- **EXCERPT TO READ**
####################

They're uptight because there are a lot of other young brothers in Jackson who are asking them everyday well, if Sinclair has long hair, why can't we. There is a real movement going on to liberalize the hair rules which is just a reflection of the changes going down in the whole culture.

When John got back to Jackson he complained of having backaches all the time because of the old mattress he was sleeping on. They took him to the hospital ward, which is one isolated cell where he couldn't talk to anybody for 5 days and no doctor came to see him. He didn't know what was happening -- he was locked up without any contact with reality or the outside. During these five days there was a big strike in Jackson almost all of the inmates took part in it, it was beautifully organized, totally non-violent. The strikers were asking for higher wages. The prisoners still get 15 or 25 cents a day for making license plates, the same as they made 35 years ago. That's hardly enough to buy cigarettes or anything, and they work hard for it. They demanded a minimum $1.00 a day for the work.

The strike fell apart eventually, but while it was going on John was in the hospital and he heard on the prison radio-earphones about this strike. Then he heard Perry Johnson on the news talking about who caused the strike, and he said the main troublemaker is John Sinclair, leader of the White Panther Party. John just flipped out -- he didn't know anything about it.

The only violation of prison rules that they ever charged John with officially was at Jackson, and that was for typing up copies of the Black Panther Party 10-point program and ideology for some brothers. During the disciplinary hearing they admitted that they never enforced this rule against anybody else, and that the material John typed up was legally admitted into the prison. They were just looking for another excuse to keep John locked up and away from everyone else.

####################

- **EXTRACTED INFORMATION**

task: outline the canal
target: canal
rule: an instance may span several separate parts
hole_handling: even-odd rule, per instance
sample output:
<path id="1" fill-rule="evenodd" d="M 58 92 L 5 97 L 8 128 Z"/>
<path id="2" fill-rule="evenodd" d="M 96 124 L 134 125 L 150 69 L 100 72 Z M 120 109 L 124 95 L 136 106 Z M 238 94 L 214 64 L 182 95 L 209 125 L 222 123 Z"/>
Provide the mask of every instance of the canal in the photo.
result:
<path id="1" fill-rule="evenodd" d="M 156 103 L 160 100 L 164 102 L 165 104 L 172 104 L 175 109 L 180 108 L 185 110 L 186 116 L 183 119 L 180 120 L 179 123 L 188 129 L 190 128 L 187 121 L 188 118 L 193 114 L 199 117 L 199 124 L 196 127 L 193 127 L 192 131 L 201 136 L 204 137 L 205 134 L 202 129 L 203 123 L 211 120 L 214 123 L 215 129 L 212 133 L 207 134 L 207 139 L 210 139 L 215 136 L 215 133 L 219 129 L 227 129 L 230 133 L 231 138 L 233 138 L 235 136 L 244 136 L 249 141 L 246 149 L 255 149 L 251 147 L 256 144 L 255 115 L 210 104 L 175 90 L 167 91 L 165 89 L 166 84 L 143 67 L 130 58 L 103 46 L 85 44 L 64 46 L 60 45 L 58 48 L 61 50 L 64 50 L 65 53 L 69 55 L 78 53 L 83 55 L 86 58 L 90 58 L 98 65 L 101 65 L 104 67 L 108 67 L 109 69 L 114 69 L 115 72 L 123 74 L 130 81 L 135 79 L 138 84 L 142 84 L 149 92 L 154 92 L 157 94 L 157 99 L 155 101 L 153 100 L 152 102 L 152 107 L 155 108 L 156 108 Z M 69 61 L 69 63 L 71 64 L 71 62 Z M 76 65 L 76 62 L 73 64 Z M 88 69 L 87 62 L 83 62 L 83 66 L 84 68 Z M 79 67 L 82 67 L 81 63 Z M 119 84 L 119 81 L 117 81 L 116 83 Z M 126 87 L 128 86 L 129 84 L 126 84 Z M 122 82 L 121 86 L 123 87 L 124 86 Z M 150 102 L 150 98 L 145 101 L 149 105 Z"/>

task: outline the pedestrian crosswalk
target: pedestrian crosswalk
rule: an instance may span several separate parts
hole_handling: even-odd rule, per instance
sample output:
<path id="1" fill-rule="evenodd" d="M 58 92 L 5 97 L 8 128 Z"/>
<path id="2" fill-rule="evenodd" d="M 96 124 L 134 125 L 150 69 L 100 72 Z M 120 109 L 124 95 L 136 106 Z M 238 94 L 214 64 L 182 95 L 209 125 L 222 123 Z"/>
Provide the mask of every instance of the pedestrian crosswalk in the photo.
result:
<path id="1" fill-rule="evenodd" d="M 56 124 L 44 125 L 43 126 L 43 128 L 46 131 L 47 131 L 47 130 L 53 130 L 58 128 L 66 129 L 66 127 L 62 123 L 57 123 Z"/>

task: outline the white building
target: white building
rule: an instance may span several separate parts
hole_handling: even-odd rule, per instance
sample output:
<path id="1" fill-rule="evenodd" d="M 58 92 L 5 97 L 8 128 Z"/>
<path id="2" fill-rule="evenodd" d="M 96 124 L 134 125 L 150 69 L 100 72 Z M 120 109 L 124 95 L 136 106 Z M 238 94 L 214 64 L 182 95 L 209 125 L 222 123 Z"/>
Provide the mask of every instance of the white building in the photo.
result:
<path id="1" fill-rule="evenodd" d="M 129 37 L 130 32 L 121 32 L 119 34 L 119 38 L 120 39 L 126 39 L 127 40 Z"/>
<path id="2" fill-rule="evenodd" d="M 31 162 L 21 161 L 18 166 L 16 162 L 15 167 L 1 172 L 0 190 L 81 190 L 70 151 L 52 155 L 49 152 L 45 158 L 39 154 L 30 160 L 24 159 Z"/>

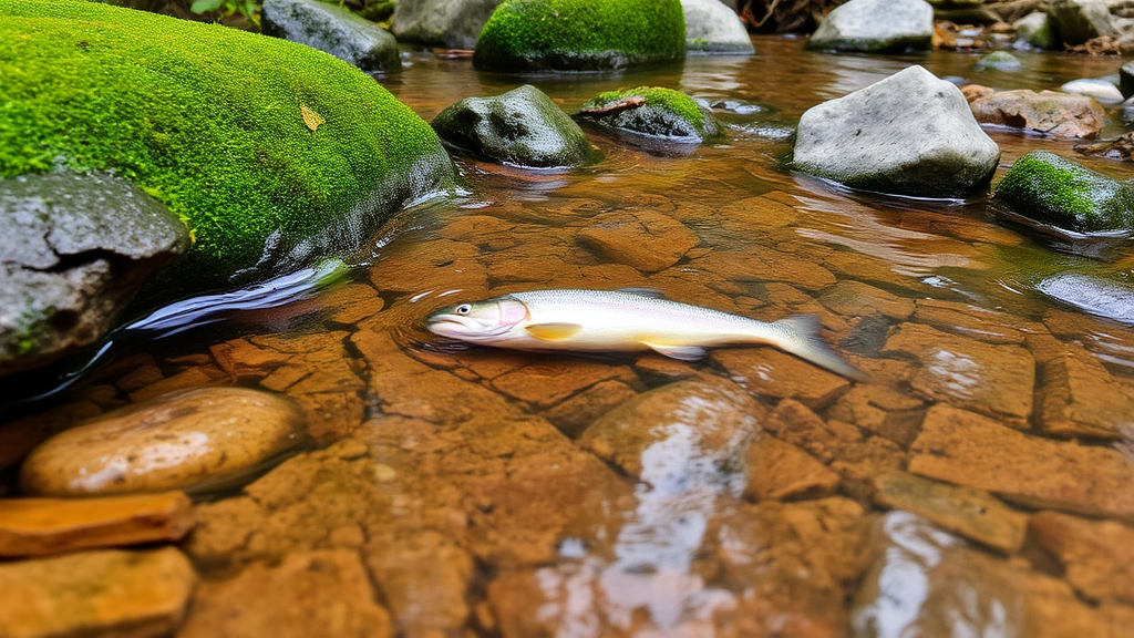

####################

- **PROBLEMS TO WORK ON**
- A) In the excerpt about John Sinclair in prison, reproduce the passage from "The strike fell apart" to "from everyone else.", swapping "hospital" for "infirmary".
- B) Continue the excerpt about John Sinclair in prison from its final sentence.

- **ANSWERS TO EACH TASK**
- A)
The strike fell apart eventually, but while it was going on John was in the infirmary and he heard on the prison radio-earphones about this strike. Then he heard Perry Johnson on the news talking about who caused the strike, and he said the main troublemaker is John Sinclair, leader of the White Panther Party. John just flipped out -- he didn't know anything about it.

The only violation of prison rules that they ever charged John with officially was at Jackson, and that was for typing up copies of the Black Panther Party 10-point program and ideology for some brothers. During the disciplinary hearing they admitted that they never enforced this rule against anybody else, and that the material John typed up was legally admitted into the prison. They were just looking for another excuse to keep John locked up and away from everyone else.

- B)
SUN: What is a disciplinary hearing?

Leni: It's a kangaroo court inside the prison and the people who are present at it are the Deputy Warden and prison guards; they're the judges. John doesn't have any right to have an attorney to defend him. That's how they punish people who they regard as "troublemakers."

SUN: How does the warden at Jackson treat you when you talk to him.

Leni: Well, he's weird. He appears very nice, simple and cordial but then behind your back he does things just really to mess with John and try to make it as hard for him as possible. Some really perverted people are running these prisons. They're overcrowded, everybody in jail is talking about a riot. In every prison in this country it's just a matter of time before something breaks out because the conditions are just intolerable and dehumanizing. People inside prison have been going along with it because they know any kind of rebellion or any kind of attempt to organize for better conditions would just be brutally repressed, and nobody is into self-destruction. But now that a lot of people on the outside are becoming aware of the medieval conditions that still exist in prison the prisoners will start moving for better conditions themselves. They are installing special sharp-shooters at Jackson in case anything breaks out, and it's really really scary and it's really scary to think about what just happened to George Jackson and at Attica, and then to think about John and how much they hate him.